TASK STATEMENT - Should a line below contain the word "arrow", report it.

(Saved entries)
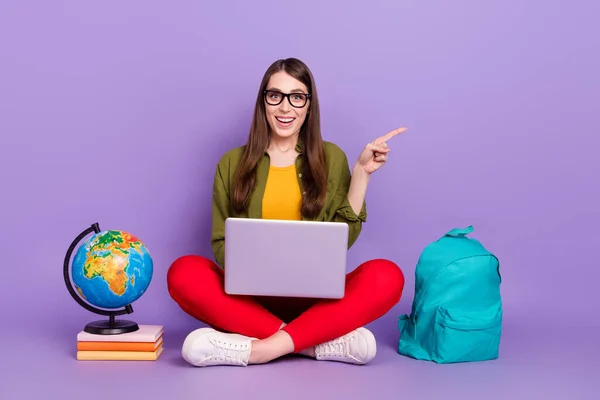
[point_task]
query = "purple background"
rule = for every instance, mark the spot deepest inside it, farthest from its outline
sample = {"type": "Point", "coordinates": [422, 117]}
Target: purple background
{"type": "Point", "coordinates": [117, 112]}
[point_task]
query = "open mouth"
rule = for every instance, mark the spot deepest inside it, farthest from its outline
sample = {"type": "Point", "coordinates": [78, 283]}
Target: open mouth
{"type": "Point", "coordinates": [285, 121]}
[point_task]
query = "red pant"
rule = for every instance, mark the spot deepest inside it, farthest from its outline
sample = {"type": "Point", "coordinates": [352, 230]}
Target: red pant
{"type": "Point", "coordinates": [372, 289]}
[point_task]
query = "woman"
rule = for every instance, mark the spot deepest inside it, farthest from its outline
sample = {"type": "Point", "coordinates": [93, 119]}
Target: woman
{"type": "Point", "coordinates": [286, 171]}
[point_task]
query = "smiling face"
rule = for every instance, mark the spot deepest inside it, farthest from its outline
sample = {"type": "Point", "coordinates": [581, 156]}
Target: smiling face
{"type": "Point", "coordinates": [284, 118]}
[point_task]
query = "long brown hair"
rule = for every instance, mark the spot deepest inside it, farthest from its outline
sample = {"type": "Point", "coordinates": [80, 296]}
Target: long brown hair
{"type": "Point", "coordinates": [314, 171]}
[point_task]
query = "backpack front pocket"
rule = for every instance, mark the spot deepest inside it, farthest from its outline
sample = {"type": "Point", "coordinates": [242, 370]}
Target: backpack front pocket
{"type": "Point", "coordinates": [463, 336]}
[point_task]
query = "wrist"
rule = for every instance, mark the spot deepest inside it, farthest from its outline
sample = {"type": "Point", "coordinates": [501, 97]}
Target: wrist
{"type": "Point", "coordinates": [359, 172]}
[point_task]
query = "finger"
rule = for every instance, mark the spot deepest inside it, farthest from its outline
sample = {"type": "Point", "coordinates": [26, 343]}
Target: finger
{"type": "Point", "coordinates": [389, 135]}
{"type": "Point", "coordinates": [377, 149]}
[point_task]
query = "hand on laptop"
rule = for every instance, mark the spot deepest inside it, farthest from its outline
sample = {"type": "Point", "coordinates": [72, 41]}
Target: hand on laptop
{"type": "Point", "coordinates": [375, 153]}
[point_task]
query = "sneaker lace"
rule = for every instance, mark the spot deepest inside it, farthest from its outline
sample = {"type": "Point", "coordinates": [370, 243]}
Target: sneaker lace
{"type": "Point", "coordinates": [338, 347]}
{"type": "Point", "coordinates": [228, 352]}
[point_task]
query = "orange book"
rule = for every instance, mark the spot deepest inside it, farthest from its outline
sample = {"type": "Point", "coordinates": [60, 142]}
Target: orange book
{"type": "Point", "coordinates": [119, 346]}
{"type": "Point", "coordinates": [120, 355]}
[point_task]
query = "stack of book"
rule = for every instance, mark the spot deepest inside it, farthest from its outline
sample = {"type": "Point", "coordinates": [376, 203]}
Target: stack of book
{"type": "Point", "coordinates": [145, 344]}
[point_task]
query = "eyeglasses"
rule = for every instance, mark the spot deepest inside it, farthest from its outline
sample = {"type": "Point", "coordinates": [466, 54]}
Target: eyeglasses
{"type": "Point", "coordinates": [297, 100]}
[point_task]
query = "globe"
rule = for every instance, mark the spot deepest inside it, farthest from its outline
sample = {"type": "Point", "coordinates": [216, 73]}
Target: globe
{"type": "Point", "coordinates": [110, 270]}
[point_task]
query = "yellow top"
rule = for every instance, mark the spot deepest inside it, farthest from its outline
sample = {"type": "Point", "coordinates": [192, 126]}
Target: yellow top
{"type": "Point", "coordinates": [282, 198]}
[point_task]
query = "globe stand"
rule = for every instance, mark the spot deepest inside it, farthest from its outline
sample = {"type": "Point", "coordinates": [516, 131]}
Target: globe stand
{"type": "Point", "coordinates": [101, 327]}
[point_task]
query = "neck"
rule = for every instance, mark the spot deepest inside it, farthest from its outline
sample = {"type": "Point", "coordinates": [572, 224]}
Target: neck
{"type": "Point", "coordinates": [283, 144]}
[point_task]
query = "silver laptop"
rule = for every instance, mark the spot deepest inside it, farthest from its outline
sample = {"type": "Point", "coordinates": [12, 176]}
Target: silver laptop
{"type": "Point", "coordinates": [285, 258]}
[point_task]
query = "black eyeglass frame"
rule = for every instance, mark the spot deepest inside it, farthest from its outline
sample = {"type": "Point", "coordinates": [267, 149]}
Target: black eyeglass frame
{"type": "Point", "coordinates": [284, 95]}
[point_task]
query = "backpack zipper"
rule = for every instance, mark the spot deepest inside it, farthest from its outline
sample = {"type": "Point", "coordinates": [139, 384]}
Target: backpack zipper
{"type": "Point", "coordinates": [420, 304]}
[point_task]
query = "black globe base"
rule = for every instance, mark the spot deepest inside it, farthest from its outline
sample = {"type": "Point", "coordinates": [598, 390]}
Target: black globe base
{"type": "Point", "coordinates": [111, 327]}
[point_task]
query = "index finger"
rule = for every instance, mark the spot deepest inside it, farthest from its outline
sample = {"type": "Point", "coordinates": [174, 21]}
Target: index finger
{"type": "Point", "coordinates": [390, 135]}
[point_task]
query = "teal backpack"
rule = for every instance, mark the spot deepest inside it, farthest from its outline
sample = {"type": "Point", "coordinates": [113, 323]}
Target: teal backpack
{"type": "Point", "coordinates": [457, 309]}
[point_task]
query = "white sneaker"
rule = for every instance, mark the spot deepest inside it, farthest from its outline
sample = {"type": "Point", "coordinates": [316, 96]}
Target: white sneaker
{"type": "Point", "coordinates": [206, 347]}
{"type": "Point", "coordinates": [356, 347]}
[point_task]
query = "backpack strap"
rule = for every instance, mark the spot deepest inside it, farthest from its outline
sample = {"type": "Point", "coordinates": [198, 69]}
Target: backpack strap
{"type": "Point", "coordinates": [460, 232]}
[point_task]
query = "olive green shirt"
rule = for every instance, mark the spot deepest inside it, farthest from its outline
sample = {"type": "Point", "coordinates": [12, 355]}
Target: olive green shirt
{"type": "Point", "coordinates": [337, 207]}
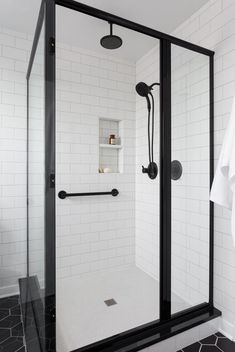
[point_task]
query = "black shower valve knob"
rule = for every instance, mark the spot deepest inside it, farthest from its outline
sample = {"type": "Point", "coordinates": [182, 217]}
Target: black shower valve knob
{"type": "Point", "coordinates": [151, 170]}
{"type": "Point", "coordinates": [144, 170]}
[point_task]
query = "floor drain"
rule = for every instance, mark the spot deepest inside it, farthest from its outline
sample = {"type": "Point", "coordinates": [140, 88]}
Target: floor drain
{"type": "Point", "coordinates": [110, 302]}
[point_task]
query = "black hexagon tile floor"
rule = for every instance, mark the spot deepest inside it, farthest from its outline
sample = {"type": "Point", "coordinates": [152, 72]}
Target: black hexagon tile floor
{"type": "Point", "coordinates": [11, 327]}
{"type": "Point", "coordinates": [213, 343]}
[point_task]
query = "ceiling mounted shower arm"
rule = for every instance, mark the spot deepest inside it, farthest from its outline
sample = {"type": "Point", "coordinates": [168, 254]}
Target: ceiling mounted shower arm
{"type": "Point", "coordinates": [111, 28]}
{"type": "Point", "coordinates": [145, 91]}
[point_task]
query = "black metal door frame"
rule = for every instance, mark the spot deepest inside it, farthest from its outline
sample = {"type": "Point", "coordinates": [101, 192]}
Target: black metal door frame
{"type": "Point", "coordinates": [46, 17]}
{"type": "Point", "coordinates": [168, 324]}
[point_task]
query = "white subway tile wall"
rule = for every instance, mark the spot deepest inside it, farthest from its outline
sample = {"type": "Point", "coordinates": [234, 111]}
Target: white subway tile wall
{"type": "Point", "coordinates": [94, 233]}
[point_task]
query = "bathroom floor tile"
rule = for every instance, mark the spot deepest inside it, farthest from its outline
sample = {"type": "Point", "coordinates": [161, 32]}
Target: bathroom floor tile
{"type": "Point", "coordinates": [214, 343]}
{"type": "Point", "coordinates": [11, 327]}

==

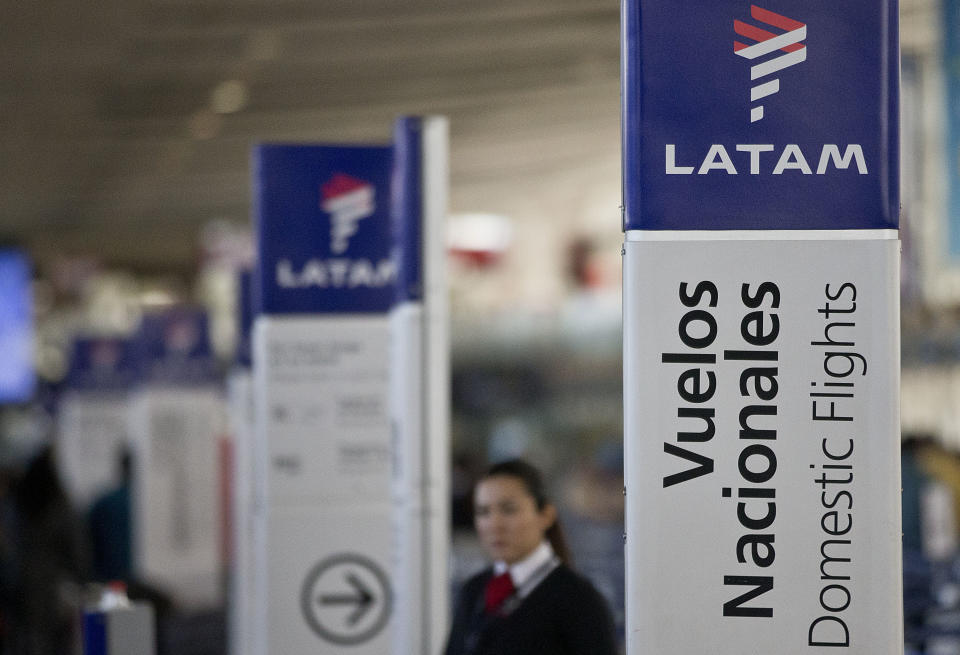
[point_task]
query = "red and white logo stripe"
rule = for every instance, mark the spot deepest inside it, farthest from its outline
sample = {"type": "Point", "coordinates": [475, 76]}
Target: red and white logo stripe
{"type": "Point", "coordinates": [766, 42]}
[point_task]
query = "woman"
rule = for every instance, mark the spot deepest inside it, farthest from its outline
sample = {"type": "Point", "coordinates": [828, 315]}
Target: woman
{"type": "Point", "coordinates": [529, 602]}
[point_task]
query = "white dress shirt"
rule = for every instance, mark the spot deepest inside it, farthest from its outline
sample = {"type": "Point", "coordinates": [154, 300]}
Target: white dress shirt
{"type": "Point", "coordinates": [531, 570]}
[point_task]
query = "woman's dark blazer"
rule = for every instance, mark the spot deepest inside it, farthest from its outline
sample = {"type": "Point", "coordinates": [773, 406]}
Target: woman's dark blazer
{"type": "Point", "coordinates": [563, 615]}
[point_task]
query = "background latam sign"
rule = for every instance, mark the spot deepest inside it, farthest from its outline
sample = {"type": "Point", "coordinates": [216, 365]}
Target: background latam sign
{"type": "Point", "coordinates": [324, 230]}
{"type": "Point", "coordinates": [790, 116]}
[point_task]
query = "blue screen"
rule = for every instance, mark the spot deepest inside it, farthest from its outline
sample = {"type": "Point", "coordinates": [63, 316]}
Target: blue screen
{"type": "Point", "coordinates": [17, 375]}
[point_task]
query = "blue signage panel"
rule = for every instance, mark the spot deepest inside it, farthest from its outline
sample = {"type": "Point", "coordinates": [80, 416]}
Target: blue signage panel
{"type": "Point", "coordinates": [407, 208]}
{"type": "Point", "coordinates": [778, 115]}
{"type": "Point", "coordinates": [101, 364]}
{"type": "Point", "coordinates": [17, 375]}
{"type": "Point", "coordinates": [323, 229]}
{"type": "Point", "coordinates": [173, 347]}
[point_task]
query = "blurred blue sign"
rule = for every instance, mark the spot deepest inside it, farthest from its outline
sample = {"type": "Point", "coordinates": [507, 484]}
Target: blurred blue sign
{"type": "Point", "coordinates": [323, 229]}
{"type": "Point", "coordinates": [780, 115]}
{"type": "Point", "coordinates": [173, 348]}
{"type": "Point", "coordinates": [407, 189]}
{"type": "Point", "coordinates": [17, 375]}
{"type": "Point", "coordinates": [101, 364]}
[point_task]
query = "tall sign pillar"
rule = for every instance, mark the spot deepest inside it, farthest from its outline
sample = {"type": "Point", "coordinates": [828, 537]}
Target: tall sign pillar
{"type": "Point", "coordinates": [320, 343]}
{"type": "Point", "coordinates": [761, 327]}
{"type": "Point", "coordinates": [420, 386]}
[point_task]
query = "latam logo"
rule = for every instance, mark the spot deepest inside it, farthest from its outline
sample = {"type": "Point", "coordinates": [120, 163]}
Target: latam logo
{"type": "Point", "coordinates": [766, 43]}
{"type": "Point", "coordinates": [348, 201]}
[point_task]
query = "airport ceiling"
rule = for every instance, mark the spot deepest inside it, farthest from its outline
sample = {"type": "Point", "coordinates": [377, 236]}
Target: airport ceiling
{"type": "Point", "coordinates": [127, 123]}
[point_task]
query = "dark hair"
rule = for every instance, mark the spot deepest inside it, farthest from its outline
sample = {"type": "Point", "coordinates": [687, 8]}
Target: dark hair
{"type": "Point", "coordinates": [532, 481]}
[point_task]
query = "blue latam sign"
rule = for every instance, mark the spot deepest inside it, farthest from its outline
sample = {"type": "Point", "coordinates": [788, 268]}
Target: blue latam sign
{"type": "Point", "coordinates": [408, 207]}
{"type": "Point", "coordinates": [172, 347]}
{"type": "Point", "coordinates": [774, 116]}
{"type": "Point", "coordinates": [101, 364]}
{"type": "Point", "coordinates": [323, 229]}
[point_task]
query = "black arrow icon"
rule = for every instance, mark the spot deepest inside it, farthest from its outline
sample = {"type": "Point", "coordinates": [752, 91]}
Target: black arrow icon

TASK SOLUTION -
query = "black arrow icon"
Target: black arrow icon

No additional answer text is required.